**What is expected:**
Copy each line of the entries beneath that contains the word "trace".

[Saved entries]
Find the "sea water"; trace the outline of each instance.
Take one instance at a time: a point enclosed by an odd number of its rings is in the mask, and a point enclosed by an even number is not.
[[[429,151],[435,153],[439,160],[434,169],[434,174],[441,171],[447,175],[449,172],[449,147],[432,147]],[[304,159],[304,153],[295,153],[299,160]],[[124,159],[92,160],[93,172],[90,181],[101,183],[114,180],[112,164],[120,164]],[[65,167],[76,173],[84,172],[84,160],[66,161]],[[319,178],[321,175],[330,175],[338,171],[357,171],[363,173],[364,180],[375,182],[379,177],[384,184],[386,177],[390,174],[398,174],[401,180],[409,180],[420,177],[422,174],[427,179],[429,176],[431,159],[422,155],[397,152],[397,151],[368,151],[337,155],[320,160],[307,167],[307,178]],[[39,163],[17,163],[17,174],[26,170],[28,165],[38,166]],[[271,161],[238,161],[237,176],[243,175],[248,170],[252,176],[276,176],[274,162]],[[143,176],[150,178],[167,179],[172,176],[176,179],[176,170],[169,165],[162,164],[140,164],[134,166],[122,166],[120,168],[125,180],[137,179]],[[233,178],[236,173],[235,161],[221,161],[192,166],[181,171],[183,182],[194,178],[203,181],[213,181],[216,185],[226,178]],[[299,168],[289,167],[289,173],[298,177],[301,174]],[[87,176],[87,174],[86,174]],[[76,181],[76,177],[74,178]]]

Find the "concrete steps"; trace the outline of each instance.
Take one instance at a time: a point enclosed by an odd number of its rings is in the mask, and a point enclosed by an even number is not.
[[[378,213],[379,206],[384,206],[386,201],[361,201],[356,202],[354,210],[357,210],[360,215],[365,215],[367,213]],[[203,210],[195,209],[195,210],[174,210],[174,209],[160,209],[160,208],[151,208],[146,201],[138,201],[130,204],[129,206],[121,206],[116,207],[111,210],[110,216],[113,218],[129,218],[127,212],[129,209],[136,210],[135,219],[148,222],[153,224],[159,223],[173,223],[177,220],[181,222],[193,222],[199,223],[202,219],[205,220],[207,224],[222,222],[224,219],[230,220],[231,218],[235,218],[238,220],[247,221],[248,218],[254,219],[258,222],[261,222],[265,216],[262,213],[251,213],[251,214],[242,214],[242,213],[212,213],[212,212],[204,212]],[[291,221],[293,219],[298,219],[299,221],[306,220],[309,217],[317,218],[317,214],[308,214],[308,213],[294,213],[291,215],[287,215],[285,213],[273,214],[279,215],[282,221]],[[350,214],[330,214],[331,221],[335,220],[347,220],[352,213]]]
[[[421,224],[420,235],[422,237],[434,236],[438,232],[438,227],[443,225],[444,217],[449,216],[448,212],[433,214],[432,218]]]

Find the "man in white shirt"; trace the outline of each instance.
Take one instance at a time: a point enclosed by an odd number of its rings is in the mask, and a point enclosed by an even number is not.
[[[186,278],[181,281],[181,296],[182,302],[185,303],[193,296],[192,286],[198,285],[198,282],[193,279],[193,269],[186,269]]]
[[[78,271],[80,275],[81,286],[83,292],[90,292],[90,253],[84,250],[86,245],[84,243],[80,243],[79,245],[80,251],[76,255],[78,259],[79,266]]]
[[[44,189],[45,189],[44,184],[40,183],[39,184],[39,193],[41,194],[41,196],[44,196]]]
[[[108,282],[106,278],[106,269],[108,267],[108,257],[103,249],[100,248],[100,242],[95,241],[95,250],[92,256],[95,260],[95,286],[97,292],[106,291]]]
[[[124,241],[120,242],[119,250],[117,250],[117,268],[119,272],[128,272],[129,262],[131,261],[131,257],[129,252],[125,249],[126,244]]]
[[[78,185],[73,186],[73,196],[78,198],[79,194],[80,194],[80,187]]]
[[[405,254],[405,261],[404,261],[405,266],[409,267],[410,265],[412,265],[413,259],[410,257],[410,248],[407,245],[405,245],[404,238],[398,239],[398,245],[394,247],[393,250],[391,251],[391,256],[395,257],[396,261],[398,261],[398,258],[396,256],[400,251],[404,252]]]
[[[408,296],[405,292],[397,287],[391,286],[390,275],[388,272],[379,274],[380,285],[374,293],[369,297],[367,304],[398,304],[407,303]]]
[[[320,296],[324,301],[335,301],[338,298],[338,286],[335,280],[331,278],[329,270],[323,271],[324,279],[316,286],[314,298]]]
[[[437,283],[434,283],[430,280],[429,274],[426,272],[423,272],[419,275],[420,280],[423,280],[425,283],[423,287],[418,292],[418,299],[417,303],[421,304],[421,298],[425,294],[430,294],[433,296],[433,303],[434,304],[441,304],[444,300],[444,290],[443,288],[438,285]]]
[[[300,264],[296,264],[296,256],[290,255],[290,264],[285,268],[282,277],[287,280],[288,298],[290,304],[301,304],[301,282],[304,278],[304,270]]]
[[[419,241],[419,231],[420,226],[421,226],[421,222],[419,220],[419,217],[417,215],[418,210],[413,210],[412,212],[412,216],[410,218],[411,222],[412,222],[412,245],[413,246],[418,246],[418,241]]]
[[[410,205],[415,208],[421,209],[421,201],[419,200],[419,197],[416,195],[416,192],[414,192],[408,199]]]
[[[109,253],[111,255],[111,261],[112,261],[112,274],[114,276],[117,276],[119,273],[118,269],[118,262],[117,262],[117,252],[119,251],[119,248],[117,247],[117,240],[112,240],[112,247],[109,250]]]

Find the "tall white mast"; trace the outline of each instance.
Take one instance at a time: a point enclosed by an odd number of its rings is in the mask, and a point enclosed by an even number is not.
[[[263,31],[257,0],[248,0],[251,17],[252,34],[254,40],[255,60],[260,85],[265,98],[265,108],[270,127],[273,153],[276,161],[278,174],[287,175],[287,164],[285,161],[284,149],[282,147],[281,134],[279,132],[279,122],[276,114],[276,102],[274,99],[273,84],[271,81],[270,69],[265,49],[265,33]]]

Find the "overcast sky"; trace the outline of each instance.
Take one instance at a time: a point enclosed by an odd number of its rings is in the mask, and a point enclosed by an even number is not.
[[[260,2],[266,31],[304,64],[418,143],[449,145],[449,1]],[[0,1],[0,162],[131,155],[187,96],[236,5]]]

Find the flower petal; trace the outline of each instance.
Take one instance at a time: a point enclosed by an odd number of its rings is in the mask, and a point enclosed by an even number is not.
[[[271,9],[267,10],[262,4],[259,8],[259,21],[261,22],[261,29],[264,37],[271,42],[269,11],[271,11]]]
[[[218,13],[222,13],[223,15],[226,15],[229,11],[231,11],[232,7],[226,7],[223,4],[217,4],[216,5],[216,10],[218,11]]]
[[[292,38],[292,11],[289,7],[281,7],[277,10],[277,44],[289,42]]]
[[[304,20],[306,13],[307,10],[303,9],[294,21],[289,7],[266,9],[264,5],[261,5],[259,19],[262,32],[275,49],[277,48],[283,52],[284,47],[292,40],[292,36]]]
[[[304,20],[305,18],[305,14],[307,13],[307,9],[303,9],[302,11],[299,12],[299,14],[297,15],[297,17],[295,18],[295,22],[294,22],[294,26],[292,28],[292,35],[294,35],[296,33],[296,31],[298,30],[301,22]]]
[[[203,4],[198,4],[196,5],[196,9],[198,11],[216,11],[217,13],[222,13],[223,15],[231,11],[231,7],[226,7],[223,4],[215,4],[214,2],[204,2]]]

**Answer below:**
Find the "sea water"; trace the outline of each instance.
Find the "concrete steps"; trace the outline of each instance.
Find the "man in white shirt"; trace the outline of each instance.
Find the "tall white mast"; trace the outline of each instance.
Find the "overcast sky"; trace the outline of each instance.
Find the flower petal; trace the outline of each instance.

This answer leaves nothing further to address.